__EXERCISE REQUIREMENTS__
Output only the lines from the one holding "Could you point out the pink" to the end of the data below, please, copied exactly.

__DATA FOR THE TASK__
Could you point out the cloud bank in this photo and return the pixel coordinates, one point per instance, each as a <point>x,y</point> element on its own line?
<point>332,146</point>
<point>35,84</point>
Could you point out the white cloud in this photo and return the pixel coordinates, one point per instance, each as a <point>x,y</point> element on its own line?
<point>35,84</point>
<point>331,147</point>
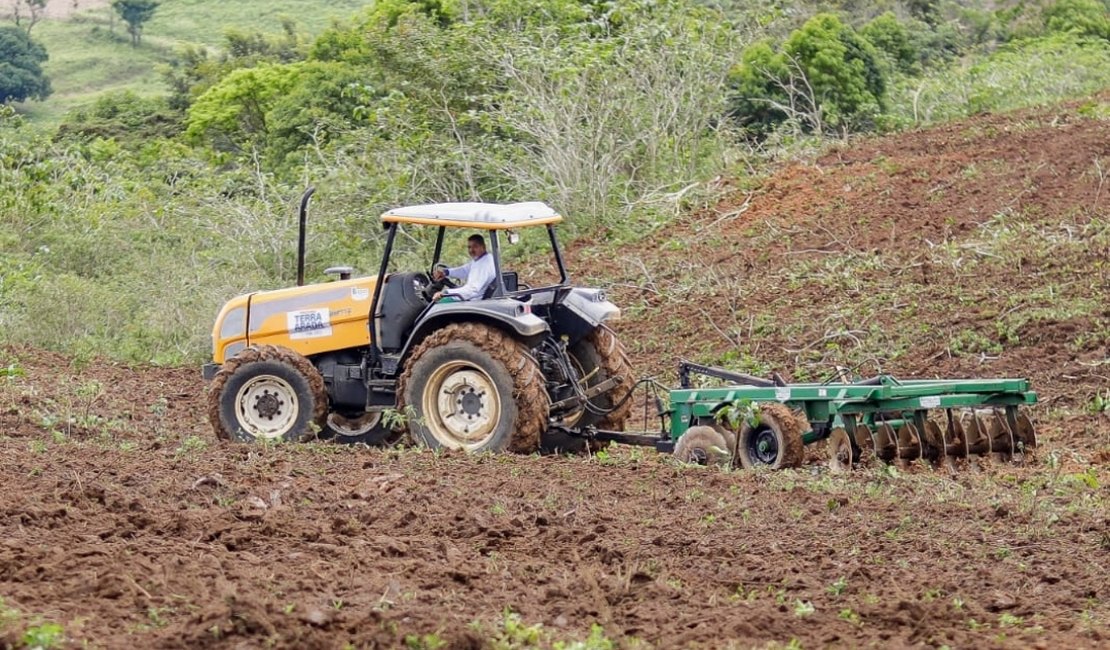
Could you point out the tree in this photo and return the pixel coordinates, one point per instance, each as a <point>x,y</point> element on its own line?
<point>34,8</point>
<point>1087,18</point>
<point>134,12</point>
<point>824,75</point>
<point>21,59</point>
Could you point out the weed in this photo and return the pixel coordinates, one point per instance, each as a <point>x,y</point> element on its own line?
<point>849,615</point>
<point>803,608</point>
<point>837,587</point>
<point>424,642</point>
<point>43,637</point>
<point>192,445</point>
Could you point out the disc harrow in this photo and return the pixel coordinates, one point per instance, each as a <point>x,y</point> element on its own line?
<point>899,422</point>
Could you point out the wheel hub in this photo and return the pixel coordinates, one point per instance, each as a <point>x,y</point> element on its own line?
<point>462,406</point>
<point>765,447</point>
<point>266,406</point>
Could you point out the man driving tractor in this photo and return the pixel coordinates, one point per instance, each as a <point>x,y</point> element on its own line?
<point>478,273</point>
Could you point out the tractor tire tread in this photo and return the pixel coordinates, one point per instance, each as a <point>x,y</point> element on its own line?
<point>530,393</point>
<point>266,353</point>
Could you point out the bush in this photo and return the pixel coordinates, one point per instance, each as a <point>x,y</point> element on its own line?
<point>1082,18</point>
<point>826,77</point>
<point>1022,73</point>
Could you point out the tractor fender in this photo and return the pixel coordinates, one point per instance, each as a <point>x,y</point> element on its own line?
<point>513,316</point>
<point>592,306</point>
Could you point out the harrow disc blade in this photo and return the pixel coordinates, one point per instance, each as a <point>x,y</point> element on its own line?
<point>956,440</point>
<point>1001,438</point>
<point>886,443</point>
<point>1025,432</point>
<point>977,434</point>
<point>865,442</point>
<point>909,443</point>
<point>934,443</point>
<point>841,455</point>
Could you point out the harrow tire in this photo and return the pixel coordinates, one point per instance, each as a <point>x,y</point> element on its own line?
<point>462,354</point>
<point>365,429</point>
<point>778,434</point>
<point>268,392</point>
<point>703,445</point>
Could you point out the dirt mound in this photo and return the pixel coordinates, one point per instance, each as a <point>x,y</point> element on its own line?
<point>127,522</point>
<point>977,249</point>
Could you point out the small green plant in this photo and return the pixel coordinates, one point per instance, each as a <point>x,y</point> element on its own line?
<point>11,372</point>
<point>424,642</point>
<point>803,608</point>
<point>192,444</point>
<point>1099,404</point>
<point>1008,620</point>
<point>837,587</point>
<point>43,637</point>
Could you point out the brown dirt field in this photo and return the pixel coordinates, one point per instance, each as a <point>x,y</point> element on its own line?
<point>125,521</point>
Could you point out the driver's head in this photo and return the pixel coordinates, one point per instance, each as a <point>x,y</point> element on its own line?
<point>475,246</point>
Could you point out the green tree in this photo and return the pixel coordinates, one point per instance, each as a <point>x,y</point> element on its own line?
<point>21,60</point>
<point>892,40</point>
<point>825,77</point>
<point>135,12</point>
<point>1089,18</point>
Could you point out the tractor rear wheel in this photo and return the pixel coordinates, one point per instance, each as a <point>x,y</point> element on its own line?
<point>601,356</point>
<point>473,387</point>
<point>775,442</point>
<point>268,393</point>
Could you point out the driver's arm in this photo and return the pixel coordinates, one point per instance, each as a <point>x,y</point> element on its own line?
<point>460,272</point>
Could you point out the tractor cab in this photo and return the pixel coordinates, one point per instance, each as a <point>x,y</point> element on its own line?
<point>403,307</point>
<point>492,373</point>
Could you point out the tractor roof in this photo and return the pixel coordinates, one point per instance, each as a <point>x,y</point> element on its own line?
<point>480,215</point>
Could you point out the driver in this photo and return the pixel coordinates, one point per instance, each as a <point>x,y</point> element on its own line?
<point>477,273</point>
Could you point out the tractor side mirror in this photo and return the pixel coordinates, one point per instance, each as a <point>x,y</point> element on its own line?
<point>342,272</point>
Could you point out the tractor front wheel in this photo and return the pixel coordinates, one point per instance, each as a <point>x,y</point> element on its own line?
<point>268,393</point>
<point>473,387</point>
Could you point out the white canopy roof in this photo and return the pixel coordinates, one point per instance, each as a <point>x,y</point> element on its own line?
<point>486,215</point>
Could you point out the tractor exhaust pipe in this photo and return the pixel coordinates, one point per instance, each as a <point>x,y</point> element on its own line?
<point>300,242</point>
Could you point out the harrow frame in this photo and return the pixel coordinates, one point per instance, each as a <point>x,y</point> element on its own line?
<point>884,415</point>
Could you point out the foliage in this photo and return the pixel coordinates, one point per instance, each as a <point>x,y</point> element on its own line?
<point>1085,18</point>
<point>21,60</point>
<point>1020,74</point>
<point>123,117</point>
<point>894,41</point>
<point>825,77</point>
<point>135,13</point>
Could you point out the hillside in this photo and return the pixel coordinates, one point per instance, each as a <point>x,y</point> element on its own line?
<point>90,52</point>
<point>974,249</point>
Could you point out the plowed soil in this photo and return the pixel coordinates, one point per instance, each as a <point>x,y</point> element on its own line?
<point>123,519</point>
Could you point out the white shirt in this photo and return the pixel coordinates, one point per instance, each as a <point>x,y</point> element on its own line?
<point>477,273</point>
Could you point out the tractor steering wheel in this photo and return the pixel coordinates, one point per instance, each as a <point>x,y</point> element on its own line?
<point>435,286</point>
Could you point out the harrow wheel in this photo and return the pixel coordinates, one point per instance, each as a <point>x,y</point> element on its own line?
<point>703,445</point>
<point>775,442</point>
<point>841,453</point>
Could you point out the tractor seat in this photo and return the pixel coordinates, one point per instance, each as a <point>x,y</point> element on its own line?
<point>511,282</point>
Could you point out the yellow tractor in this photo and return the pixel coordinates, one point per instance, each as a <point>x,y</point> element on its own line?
<point>517,368</point>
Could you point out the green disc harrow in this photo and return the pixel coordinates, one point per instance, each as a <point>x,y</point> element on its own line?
<point>759,422</point>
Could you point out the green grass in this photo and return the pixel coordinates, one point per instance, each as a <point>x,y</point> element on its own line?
<point>89,56</point>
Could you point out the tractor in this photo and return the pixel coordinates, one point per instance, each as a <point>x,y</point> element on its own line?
<point>359,359</point>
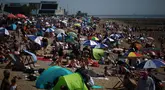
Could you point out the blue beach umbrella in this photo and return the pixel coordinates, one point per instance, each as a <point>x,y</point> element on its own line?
<point>50,75</point>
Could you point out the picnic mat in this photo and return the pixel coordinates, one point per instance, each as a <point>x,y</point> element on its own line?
<point>44,59</point>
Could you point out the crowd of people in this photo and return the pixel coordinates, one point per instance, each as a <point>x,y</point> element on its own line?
<point>84,38</point>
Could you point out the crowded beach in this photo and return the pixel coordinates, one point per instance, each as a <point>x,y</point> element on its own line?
<point>79,53</point>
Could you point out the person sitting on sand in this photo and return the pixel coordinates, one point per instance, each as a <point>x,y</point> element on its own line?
<point>106,73</point>
<point>5,85</point>
<point>13,84</point>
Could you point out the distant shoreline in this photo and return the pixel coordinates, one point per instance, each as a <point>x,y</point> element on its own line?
<point>130,16</point>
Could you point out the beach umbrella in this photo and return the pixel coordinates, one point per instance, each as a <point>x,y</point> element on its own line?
<point>117,49</point>
<point>98,53</point>
<point>89,43</point>
<point>50,75</point>
<point>50,30</point>
<point>133,54</point>
<point>156,63</point>
<point>72,34</point>
<point>36,39</point>
<point>108,40</point>
<point>115,36</point>
<point>21,16</point>
<point>4,31</point>
<point>100,45</point>
<point>11,16</point>
<point>94,38</point>
<point>150,38</point>
<point>57,31</point>
<point>59,36</point>
<point>77,24</point>
<point>13,27</point>
<point>70,39</point>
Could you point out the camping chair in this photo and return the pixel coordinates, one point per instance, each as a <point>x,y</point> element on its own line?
<point>17,62</point>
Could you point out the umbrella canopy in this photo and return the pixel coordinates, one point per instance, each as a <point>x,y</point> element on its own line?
<point>77,24</point>
<point>72,34</point>
<point>133,54</point>
<point>156,63</point>
<point>59,36</point>
<point>50,30</point>
<point>13,27</point>
<point>115,36</point>
<point>94,38</point>
<point>100,45</point>
<point>50,75</point>
<point>57,31</point>
<point>98,53</point>
<point>89,43</point>
<point>4,31</point>
<point>36,39</point>
<point>11,16</point>
<point>21,16</point>
<point>108,40</point>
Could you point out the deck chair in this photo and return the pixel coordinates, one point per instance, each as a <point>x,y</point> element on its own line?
<point>16,61</point>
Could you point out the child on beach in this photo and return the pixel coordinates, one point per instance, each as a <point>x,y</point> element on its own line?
<point>13,84</point>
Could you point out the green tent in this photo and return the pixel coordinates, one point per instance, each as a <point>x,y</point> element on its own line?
<point>72,81</point>
<point>97,53</point>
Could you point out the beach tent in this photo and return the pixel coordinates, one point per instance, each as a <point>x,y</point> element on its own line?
<point>72,34</point>
<point>73,82</point>
<point>50,75</point>
<point>4,31</point>
<point>36,39</point>
<point>156,63</point>
<point>97,53</point>
<point>58,31</point>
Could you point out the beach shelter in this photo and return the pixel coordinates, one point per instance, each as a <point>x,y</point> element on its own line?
<point>133,54</point>
<point>50,30</point>
<point>89,43</point>
<point>100,45</point>
<point>50,75</point>
<point>108,40</point>
<point>12,27</point>
<point>21,16</point>
<point>3,31</point>
<point>36,39</point>
<point>73,82</point>
<point>94,38</point>
<point>72,34</point>
<point>11,16</point>
<point>98,53</point>
<point>57,31</point>
<point>60,35</point>
<point>156,63</point>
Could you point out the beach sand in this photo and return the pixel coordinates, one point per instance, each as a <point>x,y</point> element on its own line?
<point>23,84</point>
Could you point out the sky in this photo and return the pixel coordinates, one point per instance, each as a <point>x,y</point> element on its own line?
<point>109,7</point>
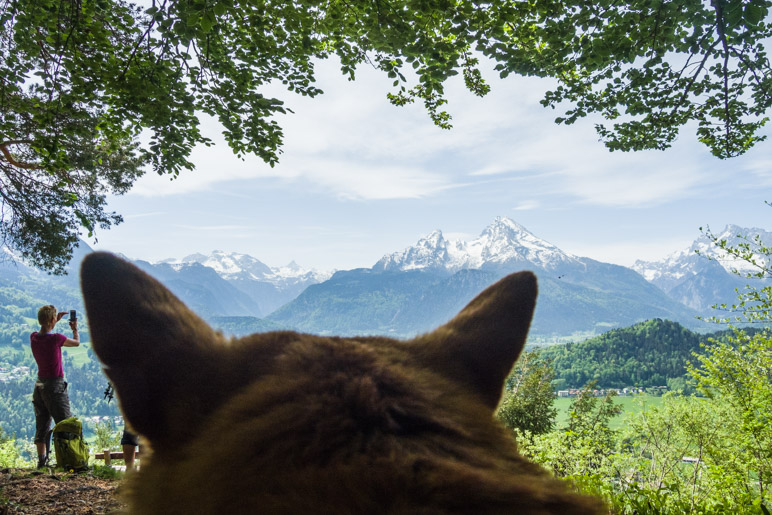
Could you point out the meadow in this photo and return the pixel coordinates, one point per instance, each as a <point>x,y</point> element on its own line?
<point>630,405</point>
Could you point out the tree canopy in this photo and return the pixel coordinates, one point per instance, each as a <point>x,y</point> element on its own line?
<point>81,80</point>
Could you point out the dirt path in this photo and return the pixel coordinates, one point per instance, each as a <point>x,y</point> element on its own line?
<point>26,491</point>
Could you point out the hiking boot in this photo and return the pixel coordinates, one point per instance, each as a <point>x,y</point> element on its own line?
<point>42,461</point>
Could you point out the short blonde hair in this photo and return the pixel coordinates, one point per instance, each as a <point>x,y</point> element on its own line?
<point>46,313</point>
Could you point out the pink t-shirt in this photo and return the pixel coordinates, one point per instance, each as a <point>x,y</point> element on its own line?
<point>47,349</point>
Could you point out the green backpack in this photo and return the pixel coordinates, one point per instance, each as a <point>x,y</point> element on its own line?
<point>71,450</point>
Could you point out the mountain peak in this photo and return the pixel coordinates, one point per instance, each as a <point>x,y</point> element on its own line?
<point>504,244</point>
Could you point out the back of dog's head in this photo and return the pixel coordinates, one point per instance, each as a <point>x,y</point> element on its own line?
<point>290,423</point>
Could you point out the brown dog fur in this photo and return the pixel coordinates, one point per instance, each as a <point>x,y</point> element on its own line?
<point>292,423</point>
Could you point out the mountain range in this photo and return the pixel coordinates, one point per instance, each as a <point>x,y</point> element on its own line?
<point>411,291</point>
<point>702,275</point>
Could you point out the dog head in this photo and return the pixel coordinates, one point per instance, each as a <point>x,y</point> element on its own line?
<point>284,422</point>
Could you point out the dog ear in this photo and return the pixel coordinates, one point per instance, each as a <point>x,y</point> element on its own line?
<point>160,357</point>
<point>481,344</point>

__FULL RESPONSE__
Could you point out the pink t-shirt in this photo and return the pixel coordinates, one point per instance, each as a <point>x,y</point> element on its own line?
<point>47,349</point>
Could you point out the green backpack in this photo and return the pixel coordinates, one point per instance, each as a <point>x,y</point> element on its own line?
<point>71,450</point>
Could you point out the mountain peak in this photo and return the pixel coordinates, one point per instance, each as a <point>x,y</point> element on its own line?
<point>504,244</point>
Could you point out the back of dog's head in this photo and return the pixel coordinates, one point per instance, each as a <point>x,y</point> element on its own line?
<point>290,423</point>
Could you point out the brown dog fur in this photo and return the pixel coordinates, one point per instance, each as a <point>x,y</point> element on its own line?
<point>292,423</point>
Could you point out the mountain range in this photo and return the pixel coordinates, one point per instance, each as a <point>x,y</point> element on its own line?
<point>411,291</point>
<point>702,275</point>
Could you point out the dog head in this photo and return the pixel coordinates, one point per instance, each as a <point>x,y</point> element on its own line?
<point>284,422</point>
Could you point out the dog ear in this photo and return the pixel coordinates, one point per instance, each as a <point>x,y</point> element on its own line?
<point>160,357</point>
<point>481,344</point>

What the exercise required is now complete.